Thursday, May 14, 2009

Morris Engel, Ruth Orkin and films of fifties NY


Many thanks to the Consumate Dabbler for informing me about the filmmaking team of photographers Morris Engel and Ruth Orkin. I've not yet caught up to their most noted credit, Little Fugitive, but I feel I gained a rich experience of what New York was like in the fifties when I viewed the two films that followed, Lovers and Lollipops and Weddings and Babies. They are rich and deceptively simple, naturalistic portraits of the pressures and experiences in life that are universal.

Their films, especially Little Fugitive are linked as both forerunners to the French New Wave and a source of inspiration for filmmakers like Cassavetes, but for me these films had a feel of the classic Italian Neorealist films like The Bicycle Thief, but without so much melodrama, They capture moments in time of the human condition. In Lovers and Lollipops a six year old girl learns how to adjust to her widowed mother finding a new romance. Weddings and Babies follows Al, a professional photographer unable to accept his life for where he is and move it forward in a non-emotional and positive way.

| Given records |
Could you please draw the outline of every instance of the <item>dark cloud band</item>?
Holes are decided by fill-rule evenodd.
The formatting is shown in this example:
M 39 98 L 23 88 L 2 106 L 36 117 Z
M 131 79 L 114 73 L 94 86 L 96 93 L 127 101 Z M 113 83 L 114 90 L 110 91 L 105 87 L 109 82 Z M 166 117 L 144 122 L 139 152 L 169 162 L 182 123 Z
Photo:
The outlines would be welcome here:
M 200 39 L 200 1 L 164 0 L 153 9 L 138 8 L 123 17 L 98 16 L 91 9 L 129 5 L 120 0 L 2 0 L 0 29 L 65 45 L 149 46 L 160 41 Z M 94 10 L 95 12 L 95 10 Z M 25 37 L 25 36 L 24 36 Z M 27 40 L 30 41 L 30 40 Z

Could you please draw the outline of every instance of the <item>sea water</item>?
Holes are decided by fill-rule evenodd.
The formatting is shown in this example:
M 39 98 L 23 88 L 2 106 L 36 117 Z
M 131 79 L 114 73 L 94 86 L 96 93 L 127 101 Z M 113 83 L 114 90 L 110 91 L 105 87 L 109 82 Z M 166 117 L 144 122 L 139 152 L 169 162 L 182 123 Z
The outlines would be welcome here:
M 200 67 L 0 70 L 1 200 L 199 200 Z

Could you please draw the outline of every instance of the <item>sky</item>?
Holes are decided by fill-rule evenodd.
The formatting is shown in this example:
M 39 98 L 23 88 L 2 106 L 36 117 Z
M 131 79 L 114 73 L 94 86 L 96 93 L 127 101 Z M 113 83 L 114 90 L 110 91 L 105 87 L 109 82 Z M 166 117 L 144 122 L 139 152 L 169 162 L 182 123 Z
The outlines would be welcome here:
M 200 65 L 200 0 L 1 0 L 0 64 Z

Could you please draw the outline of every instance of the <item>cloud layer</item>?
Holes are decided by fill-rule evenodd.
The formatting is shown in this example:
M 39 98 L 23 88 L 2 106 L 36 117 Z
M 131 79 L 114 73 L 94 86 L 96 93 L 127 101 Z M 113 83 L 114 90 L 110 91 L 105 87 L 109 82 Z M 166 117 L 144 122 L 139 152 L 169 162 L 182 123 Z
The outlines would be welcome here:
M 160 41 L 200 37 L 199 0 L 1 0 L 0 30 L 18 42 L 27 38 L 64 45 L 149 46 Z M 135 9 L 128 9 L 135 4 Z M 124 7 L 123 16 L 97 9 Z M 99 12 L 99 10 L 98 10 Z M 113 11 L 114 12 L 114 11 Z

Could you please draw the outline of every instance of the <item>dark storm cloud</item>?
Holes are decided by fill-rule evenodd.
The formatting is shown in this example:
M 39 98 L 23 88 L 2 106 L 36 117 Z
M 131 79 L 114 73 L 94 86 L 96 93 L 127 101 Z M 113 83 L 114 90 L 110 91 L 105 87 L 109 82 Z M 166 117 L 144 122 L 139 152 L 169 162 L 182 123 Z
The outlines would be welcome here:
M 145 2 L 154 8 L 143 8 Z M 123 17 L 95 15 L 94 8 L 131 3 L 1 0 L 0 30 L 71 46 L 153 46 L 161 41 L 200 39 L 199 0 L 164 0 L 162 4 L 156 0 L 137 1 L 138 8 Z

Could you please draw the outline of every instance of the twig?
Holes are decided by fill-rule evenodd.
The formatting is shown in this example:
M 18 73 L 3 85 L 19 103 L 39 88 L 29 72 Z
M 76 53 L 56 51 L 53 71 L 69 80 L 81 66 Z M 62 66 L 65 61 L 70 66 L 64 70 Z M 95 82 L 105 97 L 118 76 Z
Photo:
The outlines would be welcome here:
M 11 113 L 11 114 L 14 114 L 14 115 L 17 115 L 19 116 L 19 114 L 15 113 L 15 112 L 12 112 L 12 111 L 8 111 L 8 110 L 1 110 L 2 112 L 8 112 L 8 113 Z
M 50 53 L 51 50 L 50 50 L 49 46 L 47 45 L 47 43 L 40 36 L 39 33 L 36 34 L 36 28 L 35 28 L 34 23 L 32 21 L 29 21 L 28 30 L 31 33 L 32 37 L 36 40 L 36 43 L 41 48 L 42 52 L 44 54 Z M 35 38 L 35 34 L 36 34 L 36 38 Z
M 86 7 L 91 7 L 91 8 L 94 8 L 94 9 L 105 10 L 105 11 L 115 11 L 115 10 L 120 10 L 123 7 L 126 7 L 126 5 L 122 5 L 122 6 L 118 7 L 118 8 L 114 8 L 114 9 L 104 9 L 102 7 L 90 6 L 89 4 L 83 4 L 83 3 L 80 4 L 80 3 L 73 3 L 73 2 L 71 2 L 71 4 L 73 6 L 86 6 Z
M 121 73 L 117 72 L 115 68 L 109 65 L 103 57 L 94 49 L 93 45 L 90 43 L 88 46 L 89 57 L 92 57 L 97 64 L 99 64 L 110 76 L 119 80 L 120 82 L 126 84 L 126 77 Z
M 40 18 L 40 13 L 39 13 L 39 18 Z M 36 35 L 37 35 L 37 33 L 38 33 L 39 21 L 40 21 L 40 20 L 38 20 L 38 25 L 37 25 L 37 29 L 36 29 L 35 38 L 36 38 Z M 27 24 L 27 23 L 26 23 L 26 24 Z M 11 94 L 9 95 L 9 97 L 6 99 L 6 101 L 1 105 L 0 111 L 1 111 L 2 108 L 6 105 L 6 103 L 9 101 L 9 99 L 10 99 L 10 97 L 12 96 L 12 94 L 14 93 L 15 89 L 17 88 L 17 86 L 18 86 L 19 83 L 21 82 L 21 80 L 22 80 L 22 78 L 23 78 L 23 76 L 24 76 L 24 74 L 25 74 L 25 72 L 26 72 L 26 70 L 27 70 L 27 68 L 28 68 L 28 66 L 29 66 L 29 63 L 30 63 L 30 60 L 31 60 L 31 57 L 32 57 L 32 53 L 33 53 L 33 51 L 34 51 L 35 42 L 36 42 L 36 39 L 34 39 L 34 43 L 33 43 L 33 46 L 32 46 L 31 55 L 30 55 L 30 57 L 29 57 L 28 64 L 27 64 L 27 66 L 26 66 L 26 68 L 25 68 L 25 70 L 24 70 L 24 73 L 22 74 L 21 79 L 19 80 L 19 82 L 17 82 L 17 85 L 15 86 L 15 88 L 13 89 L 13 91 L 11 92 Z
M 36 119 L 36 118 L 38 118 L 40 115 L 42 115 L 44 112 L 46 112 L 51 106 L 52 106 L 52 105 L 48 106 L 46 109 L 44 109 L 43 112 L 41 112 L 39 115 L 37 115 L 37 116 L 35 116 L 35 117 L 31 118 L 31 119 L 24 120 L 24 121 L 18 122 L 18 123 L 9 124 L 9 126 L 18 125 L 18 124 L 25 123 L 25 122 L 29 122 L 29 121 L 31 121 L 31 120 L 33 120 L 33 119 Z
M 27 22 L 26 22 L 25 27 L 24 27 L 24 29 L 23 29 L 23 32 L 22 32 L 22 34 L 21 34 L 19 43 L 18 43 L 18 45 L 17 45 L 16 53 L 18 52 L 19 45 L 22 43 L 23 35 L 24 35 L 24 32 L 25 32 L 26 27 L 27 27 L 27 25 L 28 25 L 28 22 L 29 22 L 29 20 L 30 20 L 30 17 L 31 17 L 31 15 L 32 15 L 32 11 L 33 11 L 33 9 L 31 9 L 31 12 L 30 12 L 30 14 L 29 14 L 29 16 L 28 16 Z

| Exercises |
1. In the blog post on Morris Engel and Ruth Orkin, what does the six-year-old girl in Lovers and Lollipops learn?
2. Write out the part of the post on Morris Engel and Ruth Orkin that begins at the words "Thursday, May 14, 2009" and stops after "that are universal.".
The entries can be set aside; they aren't needed for this work.

| Per-task answers |
1. She learns how to adjust to her widowed mother finding a new romance.

2.
Thursday, May 14, 2009

Morris Engel, Ruth Orkin and films of fifties NY


Many thanks to the Consumate Dabbler for informing me about the filmmaking team of photographers Morris Engel and Ruth Orkin. I've not yet caught up to their most noted credit, Little Fugitive, but I feel I gained a rich experience of what New York was like in the fifties when I viewed the two films that followed, Lovers and Lollipops and Weddings and Babies. They are rich and deceptively simple, naturalistic portraits of the pressures and experiences in life that are universal.